Dataset rows showing where objects appear
- - -

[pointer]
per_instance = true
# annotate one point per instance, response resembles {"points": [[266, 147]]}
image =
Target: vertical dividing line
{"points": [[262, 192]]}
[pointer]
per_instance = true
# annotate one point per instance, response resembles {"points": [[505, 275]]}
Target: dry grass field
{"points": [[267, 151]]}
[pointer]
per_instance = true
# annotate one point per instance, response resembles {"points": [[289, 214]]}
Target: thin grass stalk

- - -

## TASK REQUIREMENTS
Render every line of the entries above as a numbered list, omitting any blank lines.

## TASK OUTPUT
1. [pointer]
2. per_instance = true
3. # annotate one point per instance, response resembles {"points": [[266, 147]]}
4. image =
5. Target: vertical dividing line
6. {"points": [[262, 192]]}
7. [pointer]
8. per_instance = true
9. # annotate one point per instance, response resembles {"points": [[505, 275]]}
10. Target: dry grass field
11. {"points": [[267, 151]]}
12. [pointer]
13. per_instance = true
14. # annotate one point per instance, response resembles {"points": [[289, 214]]}
15. Target: thin grass stalk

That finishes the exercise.